REQUIREMENT 1 —
Answer these questions using the strike account:
(a) With which organization had Miss Pischel secured work during the strike?
(b) Where did Bentall and the writer take Esdorn?
(c) Who wrote letters to the Board of Directors demanding the writer's dismissal?
REQUIREMENT 2 — Pull out the part of the strike account starting at "Failing in inducing" and ending at "was its friend.", word for word.

***** PAGE *****

The following day I was visited by Miss Pischel, a Socialist woman who had secured work with the Woman’s Trade Union League during the strike. She began to upbraid me for sticking with the stupid strikers, who knew not what was best for them. She was soon followed by a Socialist named Esdorn, who declared that the strikers had not turned down the agreement, and that I had lied deliberately in order to satisfy a personal ambition. Bentall and I took Esdorn to a meeting of strikers in the Young People’s Socialist League hall, and upon hearing the sentiment of the strikers regarding the agreement he said no more and disappeared.

Failing in inducing me to write to suit the taste of the union leaders, the emissaries of the Federation of Labor and the Woman’s Trade Union League took the last step. Miss Pischel, Eleanora Pease and C.M. Madsen, all of them Socialists, closely allied with the Federation through various positions, wrote letters to the Board of Directors demanding my dismissal. They claimed that by my reports I had angered union officials and undone the good work of many comrades who were endeavoring to prove to the organized world that the Daily Socialist was its friend.

***** GIVEN INFORMATION *****

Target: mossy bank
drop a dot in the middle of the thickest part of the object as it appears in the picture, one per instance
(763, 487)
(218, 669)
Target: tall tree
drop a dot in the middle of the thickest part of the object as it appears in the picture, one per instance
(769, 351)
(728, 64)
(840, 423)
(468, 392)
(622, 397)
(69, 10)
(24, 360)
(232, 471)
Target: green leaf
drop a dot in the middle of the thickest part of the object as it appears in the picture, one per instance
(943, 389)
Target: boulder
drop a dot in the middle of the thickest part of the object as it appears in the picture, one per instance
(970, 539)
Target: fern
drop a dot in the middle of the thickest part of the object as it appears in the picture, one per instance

*****

WORKED SOLUTION 1 —
(a) The Woman's Trade Union League.
(b) To a meeting of strikers in the Young People's Socialist League hall.
(c) Miss Pischel, Eleanora Pease and C.M. Madsen.

WORKED SOLUTION 2 —
Failing in inducing me to write to suit the taste of the union leaders, the emissaries of the Federation of Labor and the Woman’s Trade Union League took the last step. Miss Pischel, Eleanora Pease and C.M. Madsen, all of them Socialists, closely allied with the Federation through various positions, wrote letters to the Board of Directors demanding my dismissal. They claimed that by my reports I had angered union officials and undone the good work of many comrades who were endeavoring to prove to the organized world that the Daily Socialist was its friend.